• **TUGAS TERTULIS 1**
Tuliskan kembali bagian artikel tentang perceraian dari "Barangkali anda ingin" sampai dengan "perceraian secara online." tanpa mengubah satu kata pun.

Kutukan Akibat Perceraian: Memperhitungkan   Kehancuran yang Timbul

oleh Greg Sargent

https://lifehopeandtruth.com/relationships/marriage/the-curse-of-divorce/

Barangkali anda ingin membaca artikel ini karena anda sedang mempertimbangkan perceraian, namun demikian anda memiliki beberapa pertimbangan. Ada banyak alasan mengapa harus mencari nasihat sebelum anda mengambil keputusan. 

Apabila anda ketik kata divorce [perceraian] pada kolom search di Internet, maka anda akan segera mendapat links [tautan] terbaik yang menawarkan bantuan kepada anda untuk proses perceraian anda dan pasangan anda. Anda akan mendapatkan segala sesuatu dari layanan itu yang langsung  tersambung dengan formulir perceraian secara online.   

Namun betapa menyedihkan bahwa hanya sedikit links yang mengarahkan pasangan agar jangan menempuh perceraian tetapi mencari jalan keluar dan membangun hubungan yang lebih sehat. Sementara sumber lain justru mendorong bahwa jika pernikahan bermasalah, maka jalan terbaik adalah meninggalkan pernikahan itu dan menikah lagi dengan orang lain!

Pada kenyataannya perceraian bisa berakhir pada hidup kesendirian, terisi dengan firasat-firasat negatif yang tak pernah terbayangkan. Perceraian sering memicu kepedihan, kebencian dan rasa dendam – terpancing untuk mengatakan kebobrokan pasangan satu sama lain yang tak pernah diucapkan sebelumnya sehingga mengejutkan setiap orang-orang sekitar.

Apakah anda ingin mengalami dendam dari seorang yang anda cintai? Apakah anda menginginkan peperangan? Ada pepatah lama yang mengatakan, “Hell hath no fury like a woman scorned.” [Tidak ada neraka yang menyamai cibiran wanita]. Apakah ini kedenganrannya terlalu dramatis? Sepertinya tidak. Tetapi lihat saja kehidupan mereka yang telah mengalami perceraian. Kita sangat mudah melihat segala keburukan akibat perceraian.

Peperangan ini adalah urusan keluarga.

• **TUGAS TERTULIS 2**
Sajikan baris-baris dalam catatan sebagai tabel Markdown dengan kolom No dan Isi, mulai dari baris yang memuat "chain and report its bounding box." sampai dengan baris yang memuat "[95,0,144,66]", termasuk kedua baris tersebut. Baris kosong tidak dimasukkan.

(Entri pelabelan wilayah gambar)

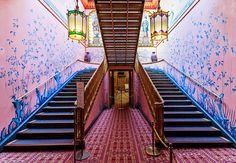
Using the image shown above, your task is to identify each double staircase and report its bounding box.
[146,70,232,147]
[4,71,94,151]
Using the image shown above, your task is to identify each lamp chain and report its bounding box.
[157,0,161,11]
[75,0,79,10]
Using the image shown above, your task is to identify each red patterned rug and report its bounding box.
[0,109,236,163]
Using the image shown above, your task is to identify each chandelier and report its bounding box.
[67,0,87,40]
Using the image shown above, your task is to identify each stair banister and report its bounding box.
[135,58,166,143]
[17,59,99,100]
[84,57,108,123]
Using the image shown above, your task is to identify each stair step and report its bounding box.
[57,91,77,96]
[164,105,197,111]
[43,106,77,112]
[61,87,76,92]
[161,95,188,101]
[151,78,171,83]
[48,100,75,106]
[64,83,76,89]
[35,112,74,120]
[164,118,211,127]
[16,128,74,139]
[164,126,221,137]
[4,139,74,151]
[158,90,183,96]
[154,83,176,88]
[166,137,232,148]
[164,111,204,118]
[27,120,74,128]
[53,96,77,101]
[156,87,179,91]
[164,100,192,105]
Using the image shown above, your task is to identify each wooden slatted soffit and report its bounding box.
[95,0,144,66]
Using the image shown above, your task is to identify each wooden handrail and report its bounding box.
[84,57,108,123]
[135,58,165,141]
[142,59,221,100]
[17,59,99,100]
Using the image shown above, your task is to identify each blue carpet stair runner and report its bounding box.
[4,71,94,151]
[147,70,232,147]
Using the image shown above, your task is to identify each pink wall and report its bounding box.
[0,0,93,142]
[85,71,109,130]
[157,0,236,139]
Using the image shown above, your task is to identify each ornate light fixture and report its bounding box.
[150,0,168,44]
[67,0,87,40]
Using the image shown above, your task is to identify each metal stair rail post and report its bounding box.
[135,58,166,144]
[74,82,90,162]
[84,58,108,123]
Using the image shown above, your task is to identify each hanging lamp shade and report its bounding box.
[67,7,87,40]
[150,3,169,44]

• **JAWABAN BENAR 1**
Barangkali anda ingin membaca artikel ini karena anda sedang mempertimbangkan perceraian, namun demikian anda memiliki beberapa pertimbangan. Ada banyak alasan mengapa harus mencari nasihat sebelum anda mengambil keputusan. 

Apabila anda ketik kata divorce [perceraian] pada kolom search di Internet, maka anda akan segera mendapat links [tautan] terbaik yang menawarkan bantuan kepada anda untuk proses perceraian anda dan pasangan anda. Anda akan mendapatkan segala sesuatu dari layanan itu yang langsung  tersambung dengan formulir perceraian secara online.

• **JAWABAN BENAR 2**
| No | Isi |
|---|---|
| 1 | Using the image shown above, your task is to identify each lamp chain and report its bounding box. |
| 2 | [157,0,161,11] |
| 3 | [75,0,79,10] |
| 4 | Using the image shown above, your task is to identify each red patterned rug and report its bounding box. |
| 5 | [0,109,236,163] |
| 6 | Using the image shown above, your task is to identify each chandelier and report its bounding box. |
| 7 | [67,0,87,40] |
| 8 | Using the image shown above, your task is to identify each stair banister and report its bounding box. |
| 9 | [135,58,166,143] |
| 10 | [17,59,99,100] |
| 11 | [84,57,108,123] |
| 12 | Using the image shown above, your task is to identify each stair step and report its bounding box. |
| 13 | [57,91,77,96] |
| 14 | [164,105,197,111] |
| 15 | [43,106,77,112] |
| 16 | [61,87,76,92] |
| 17 | [161,95,188,101] |
| 18 | [151,78,171,83] |
| 19 | [48,100,75,106] |
| 20 | [64,83,76,89] |
| 21 | [35,112,74,120] |
| 22 | [164,118,211,127] |
| 23 | [16,128,74,139] |
| 24 | [164,126,221,137] |
| 25 | [4,139,74,151] |
| 26 | [158,90,183,96] |
| 27 | [154,83,176,88] |
| 28 | [166,137,232,148] |
| 29 | [164,111,204,118] |
| 30 | [27,120,74,128] |
| 31 | [53,96,77,101] |
| 32 | [156,87,179,91] |
| 33 | [164,100,192,105] |
| 34 | Using the image shown above, your task is to identify each wooden slatted soffit and report its bounding box. |
| 35 | [95,0,144,66] |